**SELECTED EXTRACT**
* * * * *

First… sorry about getting your name wrong… i wrote that with my 2 month old on my lap, and it makes my concentration wander.

The distinction between our two views, I think, is a foundational disagreement on premises. You think “it would be odd” for “two separate groups each who negotiate in the ways [i] describe but then come up with opposite conclusions”

I think this is a perfectly normal happening, it happens on a daily basis in medicine, in new fields like the ones described in the paper, in any number of social and political situations… Experts (and i don’t mean pundits) commenting on recent north american elections are an excellent example of this… would you refrain from giving either the ‘left’ or the ‘right’ the right of knowledge creation because they don’t agree with the other.

We all start from separate premises and work in different contexts, those contexts and premises have a fundamental effect on what can be considered knowledge (depending on the field, please do not tell me that math (or some other ‘fact’) doesn’t work that way.) I would not, indeed could not, philosophically claim that what I’m saying applies to everything… it probably doesn’t.

* * * * *

**GIVEN RECORDS**

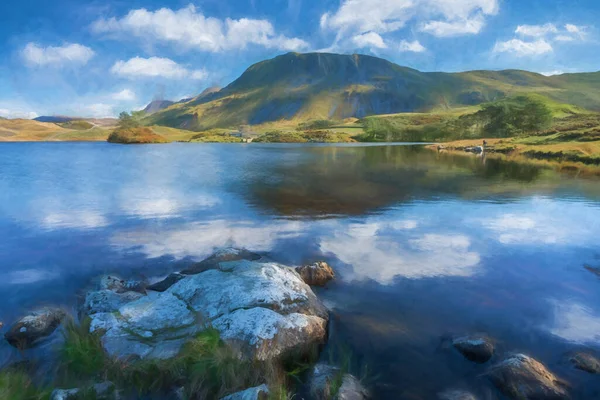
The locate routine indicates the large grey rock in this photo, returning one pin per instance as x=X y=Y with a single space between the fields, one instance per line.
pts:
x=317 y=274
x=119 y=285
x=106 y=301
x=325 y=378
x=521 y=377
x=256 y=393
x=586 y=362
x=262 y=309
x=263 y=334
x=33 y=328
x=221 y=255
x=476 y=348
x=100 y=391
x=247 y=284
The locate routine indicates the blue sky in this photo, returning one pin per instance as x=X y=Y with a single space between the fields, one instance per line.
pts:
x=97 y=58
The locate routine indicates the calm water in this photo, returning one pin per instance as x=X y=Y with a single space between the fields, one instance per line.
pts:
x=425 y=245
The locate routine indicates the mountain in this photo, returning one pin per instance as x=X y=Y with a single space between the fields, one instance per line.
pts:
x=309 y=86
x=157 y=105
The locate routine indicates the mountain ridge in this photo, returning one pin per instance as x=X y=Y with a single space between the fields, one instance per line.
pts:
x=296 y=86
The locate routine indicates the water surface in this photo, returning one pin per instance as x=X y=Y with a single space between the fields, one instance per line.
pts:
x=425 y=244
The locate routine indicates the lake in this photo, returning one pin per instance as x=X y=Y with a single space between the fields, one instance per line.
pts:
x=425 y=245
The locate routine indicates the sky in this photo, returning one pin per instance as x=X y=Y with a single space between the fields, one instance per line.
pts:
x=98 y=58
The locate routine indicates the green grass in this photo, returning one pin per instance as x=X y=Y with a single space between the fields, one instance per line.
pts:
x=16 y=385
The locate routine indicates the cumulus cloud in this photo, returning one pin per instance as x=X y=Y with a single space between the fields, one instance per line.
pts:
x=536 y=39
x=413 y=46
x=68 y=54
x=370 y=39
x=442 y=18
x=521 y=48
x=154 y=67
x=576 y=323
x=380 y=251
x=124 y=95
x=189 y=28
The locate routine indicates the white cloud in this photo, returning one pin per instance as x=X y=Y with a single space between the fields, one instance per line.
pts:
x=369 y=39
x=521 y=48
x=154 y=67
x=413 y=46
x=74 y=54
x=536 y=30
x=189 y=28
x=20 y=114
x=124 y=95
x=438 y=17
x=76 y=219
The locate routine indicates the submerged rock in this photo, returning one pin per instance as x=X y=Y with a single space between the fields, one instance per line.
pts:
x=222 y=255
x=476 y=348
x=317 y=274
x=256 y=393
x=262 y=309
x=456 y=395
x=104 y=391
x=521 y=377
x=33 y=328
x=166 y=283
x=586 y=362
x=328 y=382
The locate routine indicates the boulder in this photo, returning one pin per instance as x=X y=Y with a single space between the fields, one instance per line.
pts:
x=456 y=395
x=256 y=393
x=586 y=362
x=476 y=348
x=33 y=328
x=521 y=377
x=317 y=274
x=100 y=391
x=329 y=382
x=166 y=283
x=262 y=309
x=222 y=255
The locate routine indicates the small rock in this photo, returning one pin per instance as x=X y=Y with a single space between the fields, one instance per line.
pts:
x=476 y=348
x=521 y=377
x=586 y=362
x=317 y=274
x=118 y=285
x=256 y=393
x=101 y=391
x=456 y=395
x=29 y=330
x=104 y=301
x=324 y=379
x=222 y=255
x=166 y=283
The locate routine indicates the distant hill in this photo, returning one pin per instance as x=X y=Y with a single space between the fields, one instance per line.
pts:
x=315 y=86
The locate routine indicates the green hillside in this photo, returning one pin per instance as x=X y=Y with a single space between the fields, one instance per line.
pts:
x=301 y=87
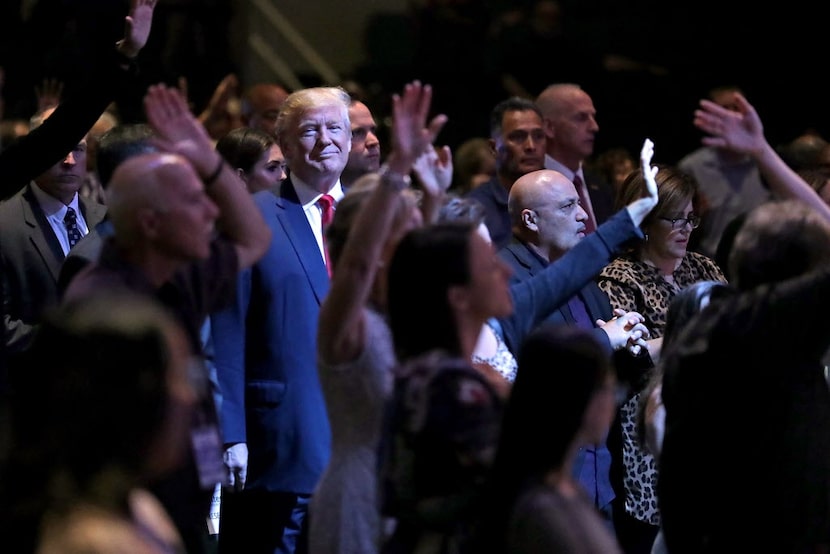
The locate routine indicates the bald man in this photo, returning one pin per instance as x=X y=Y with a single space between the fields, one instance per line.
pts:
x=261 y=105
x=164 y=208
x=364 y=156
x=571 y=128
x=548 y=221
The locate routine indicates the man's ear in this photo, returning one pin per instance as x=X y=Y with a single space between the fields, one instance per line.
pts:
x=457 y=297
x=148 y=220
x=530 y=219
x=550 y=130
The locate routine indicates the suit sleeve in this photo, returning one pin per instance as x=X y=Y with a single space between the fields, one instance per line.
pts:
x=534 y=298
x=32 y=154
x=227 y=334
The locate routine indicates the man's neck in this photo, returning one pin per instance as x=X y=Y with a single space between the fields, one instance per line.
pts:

* * * * *

**TRY IT**
Could you continue the comment about why experts can disagree and still create knowledge, starting right after its last sentence?

**EXERCISE OUTPUT**
Verification is actually in the paper… but it is contextual, and varied… 🙂 you see, we don’t even use these words the same.

So… from my view, with the uptake of speed and communications, interactions between like minded, well informed experts drastically increases the number of people in a position to ‘create knowledge’ and the fact that so much of it is in public, creates an ‘abundance of knowledge’. It wouldn’t follow from your premises.

And, just so you know, I had guessed you as a modernist and these are exactly the same objections that every modernist makes to this kind of work. The world is determinist, there are transferable observable premises that people can share, and truth/knowledge is objective and can be seen, observed and finalized. I don’t believe it.